■ Excerpt from a dataset ■
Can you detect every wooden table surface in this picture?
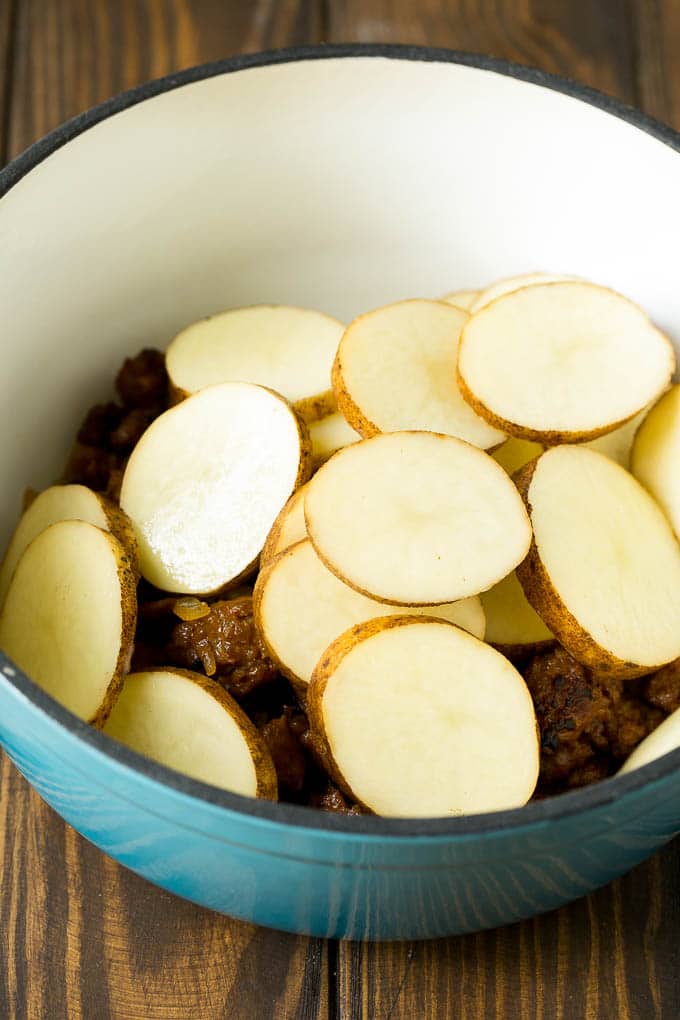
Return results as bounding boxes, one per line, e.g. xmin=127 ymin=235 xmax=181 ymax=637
xmin=0 ymin=0 xmax=680 ymax=1020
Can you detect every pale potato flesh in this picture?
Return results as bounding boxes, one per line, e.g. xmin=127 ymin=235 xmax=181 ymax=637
xmin=305 ymin=431 xmax=531 ymax=605
xmin=104 ymin=669 xmax=257 ymax=797
xmin=165 ymin=305 xmax=344 ymax=403
xmin=480 ymin=571 xmax=553 ymax=647
xmin=0 ymin=486 xmax=109 ymax=606
xmin=309 ymin=411 xmax=361 ymax=465
xmin=312 ymin=620 xmax=538 ymax=817
xmin=469 ymin=272 xmax=579 ymax=315
xmin=440 ymin=291 xmax=481 ymax=312
xmin=0 ymin=520 xmax=136 ymax=721
xmin=333 ymin=300 xmax=505 ymax=449
xmin=255 ymin=540 xmax=484 ymax=684
xmin=631 ymin=386 xmax=680 ymax=537
xmin=619 ymin=709 xmax=680 ymax=774
xmin=120 ymin=383 xmax=305 ymax=595
xmin=260 ymin=486 xmax=307 ymax=567
xmin=522 ymin=446 xmax=680 ymax=671
xmin=458 ymin=283 xmax=675 ymax=444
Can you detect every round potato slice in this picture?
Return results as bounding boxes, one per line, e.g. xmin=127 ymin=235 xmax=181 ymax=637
xmin=468 ymin=272 xmax=579 ymax=314
xmin=120 ymin=383 xmax=310 ymax=595
xmin=165 ymin=305 xmax=344 ymax=421
xmin=253 ymin=539 xmax=484 ymax=698
xmin=104 ymin=669 xmax=277 ymax=801
xmin=305 ymin=432 xmax=531 ymax=606
xmin=0 ymin=485 xmax=137 ymax=606
xmin=260 ymin=486 xmax=307 ymax=567
xmin=309 ymin=411 xmax=361 ymax=468
xmin=440 ymin=291 xmax=481 ymax=312
xmin=458 ymin=283 xmax=675 ymax=446
xmin=631 ymin=386 xmax=680 ymax=537
xmin=480 ymin=571 xmax=555 ymax=658
xmin=332 ymin=300 xmax=505 ymax=450
xmin=308 ymin=616 xmax=538 ymax=817
xmin=619 ymin=708 xmax=680 ymax=774
xmin=0 ymin=520 xmax=137 ymax=725
xmin=515 ymin=446 xmax=680 ymax=678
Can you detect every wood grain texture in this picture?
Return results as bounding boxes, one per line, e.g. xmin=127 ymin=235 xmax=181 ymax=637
xmin=6 ymin=0 xmax=321 ymax=156
xmin=0 ymin=0 xmax=680 ymax=1020
xmin=324 ymin=0 xmax=640 ymax=101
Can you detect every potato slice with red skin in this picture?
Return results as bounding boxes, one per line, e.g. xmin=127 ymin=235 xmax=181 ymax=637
xmin=458 ymin=282 xmax=675 ymax=446
xmin=515 ymin=446 xmax=680 ymax=678
xmin=0 ymin=520 xmax=137 ymax=726
xmin=305 ymin=431 xmax=531 ymax=606
xmin=104 ymin=669 xmax=277 ymax=801
xmin=307 ymin=616 xmax=538 ymax=817
xmin=253 ymin=539 xmax=484 ymax=700
xmin=120 ymin=383 xmax=311 ymax=595
xmin=0 ymin=485 xmax=137 ymax=606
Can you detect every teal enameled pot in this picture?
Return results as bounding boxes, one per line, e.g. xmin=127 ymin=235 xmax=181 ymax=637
xmin=0 ymin=46 xmax=680 ymax=938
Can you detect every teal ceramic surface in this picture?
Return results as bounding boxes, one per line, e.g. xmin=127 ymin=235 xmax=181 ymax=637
xmin=0 ymin=46 xmax=680 ymax=938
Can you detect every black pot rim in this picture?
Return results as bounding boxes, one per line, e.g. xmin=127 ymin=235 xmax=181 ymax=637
xmin=0 ymin=43 xmax=680 ymax=839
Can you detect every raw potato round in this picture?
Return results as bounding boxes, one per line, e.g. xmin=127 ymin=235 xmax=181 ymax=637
xmin=260 ymin=486 xmax=307 ymax=568
xmin=165 ymin=305 xmax=345 ymax=420
xmin=619 ymin=709 xmax=680 ymax=775
xmin=120 ymin=383 xmax=310 ymax=595
xmin=104 ymin=669 xmax=276 ymax=801
xmin=469 ymin=272 xmax=579 ymax=315
xmin=332 ymin=300 xmax=506 ymax=450
xmin=253 ymin=539 xmax=484 ymax=697
xmin=458 ymin=283 xmax=675 ymax=446
xmin=309 ymin=411 xmax=361 ymax=467
xmin=308 ymin=616 xmax=538 ymax=817
xmin=0 ymin=486 xmax=137 ymax=606
xmin=516 ymin=446 xmax=680 ymax=678
xmin=440 ymin=291 xmax=481 ymax=312
xmin=305 ymin=432 xmax=531 ymax=605
xmin=631 ymin=386 xmax=680 ymax=537
xmin=480 ymin=571 xmax=555 ymax=656
xmin=0 ymin=520 xmax=137 ymax=725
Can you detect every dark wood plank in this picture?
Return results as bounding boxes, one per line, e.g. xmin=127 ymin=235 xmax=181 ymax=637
xmin=325 ymin=0 xmax=640 ymax=101
xmin=0 ymin=0 xmax=328 ymax=1020
xmin=9 ymin=0 xmax=321 ymax=155
xmin=632 ymin=0 xmax=680 ymax=130
xmin=0 ymin=757 xmax=328 ymax=1020
xmin=337 ymin=844 xmax=680 ymax=1020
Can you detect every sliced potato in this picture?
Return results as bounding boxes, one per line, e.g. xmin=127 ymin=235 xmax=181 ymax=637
xmin=619 ymin=708 xmax=680 ymax=775
xmin=491 ymin=436 xmax=543 ymax=474
xmin=260 ymin=486 xmax=307 ymax=567
xmin=305 ymin=431 xmax=531 ymax=605
xmin=104 ymin=669 xmax=277 ymax=801
xmin=0 ymin=486 xmax=137 ymax=606
xmin=165 ymin=305 xmax=344 ymax=421
xmin=440 ymin=291 xmax=481 ymax=312
xmin=308 ymin=616 xmax=538 ymax=817
xmin=480 ymin=571 xmax=555 ymax=657
xmin=332 ymin=300 xmax=505 ymax=449
xmin=515 ymin=446 xmax=680 ymax=678
xmin=309 ymin=411 xmax=361 ymax=468
xmin=469 ymin=272 xmax=579 ymax=315
xmin=458 ymin=283 xmax=675 ymax=446
xmin=120 ymin=383 xmax=310 ymax=595
xmin=631 ymin=386 xmax=680 ymax=537
xmin=0 ymin=520 xmax=137 ymax=725
xmin=253 ymin=539 xmax=484 ymax=698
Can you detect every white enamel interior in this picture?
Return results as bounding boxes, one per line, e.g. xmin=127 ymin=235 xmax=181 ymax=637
xmin=0 ymin=57 xmax=680 ymax=545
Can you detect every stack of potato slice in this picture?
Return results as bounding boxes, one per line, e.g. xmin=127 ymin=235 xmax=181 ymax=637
xmin=0 ymin=285 xmax=680 ymax=815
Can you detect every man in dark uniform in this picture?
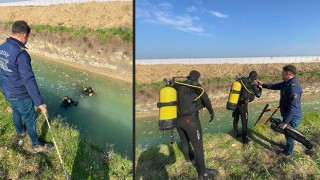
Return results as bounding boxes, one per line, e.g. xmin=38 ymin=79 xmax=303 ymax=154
xmin=0 ymin=21 xmax=52 ymax=152
xmin=174 ymin=70 xmax=214 ymax=179
xmin=259 ymin=65 xmax=303 ymax=159
xmin=232 ymin=71 xmax=262 ymax=144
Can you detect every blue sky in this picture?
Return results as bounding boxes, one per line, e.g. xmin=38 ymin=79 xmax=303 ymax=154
xmin=135 ymin=0 xmax=320 ymax=59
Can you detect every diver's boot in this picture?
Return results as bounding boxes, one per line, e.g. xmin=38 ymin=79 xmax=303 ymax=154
xmin=198 ymin=169 xmax=219 ymax=180
xmin=243 ymin=136 xmax=252 ymax=144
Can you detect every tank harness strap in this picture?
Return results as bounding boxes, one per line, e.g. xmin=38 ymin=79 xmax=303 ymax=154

■ GIVEN REQUEST ■
Rewrite the records from the line with "Can you detect every wood grain" up to and including the line with "xmin=0 ymin=43 xmax=680 ymax=839", substituting "turquoise" for every "teal" and leaving all else unchanged.

■ WRITTEN REPLY ■
Can you detect every wood grain texture in this picture?
Return results as bounding boxes, one per line, e.g. xmin=127 ymin=235 xmax=181 ymax=637
xmin=6 ymin=0 xmax=321 ymax=156
xmin=0 ymin=0 xmax=680 ymax=1020
xmin=324 ymin=0 xmax=640 ymax=101
Can you detect every potato slice with red skin in this picture?
Return results as bounding boxes, one per line, e.g. xmin=127 ymin=235 xmax=181 ymax=637
xmin=458 ymin=282 xmax=675 ymax=446
xmin=515 ymin=446 xmax=680 ymax=678
xmin=0 ymin=520 xmax=137 ymax=726
xmin=305 ymin=431 xmax=531 ymax=606
xmin=104 ymin=669 xmax=277 ymax=801
xmin=307 ymin=616 xmax=538 ymax=817
xmin=253 ymin=539 xmax=484 ymax=700
xmin=120 ymin=383 xmax=311 ymax=595
xmin=0 ymin=485 xmax=137 ymax=606
Can you detect every turquoise enameled pot in this picture?
Return results as bounding boxes, one per line, e.g. xmin=127 ymin=235 xmax=181 ymax=637
xmin=0 ymin=46 xmax=680 ymax=938
Can you detect every turquoise ceramic surface in this picture?
Return results as bounding boxes, one per line, e.g. xmin=127 ymin=235 xmax=181 ymax=637
xmin=0 ymin=46 xmax=680 ymax=938
Can you detect every black pot rim in this picture?
Return results as bounding boxes, one per line, e.g. xmin=127 ymin=235 xmax=181 ymax=637
xmin=0 ymin=43 xmax=680 ymax=839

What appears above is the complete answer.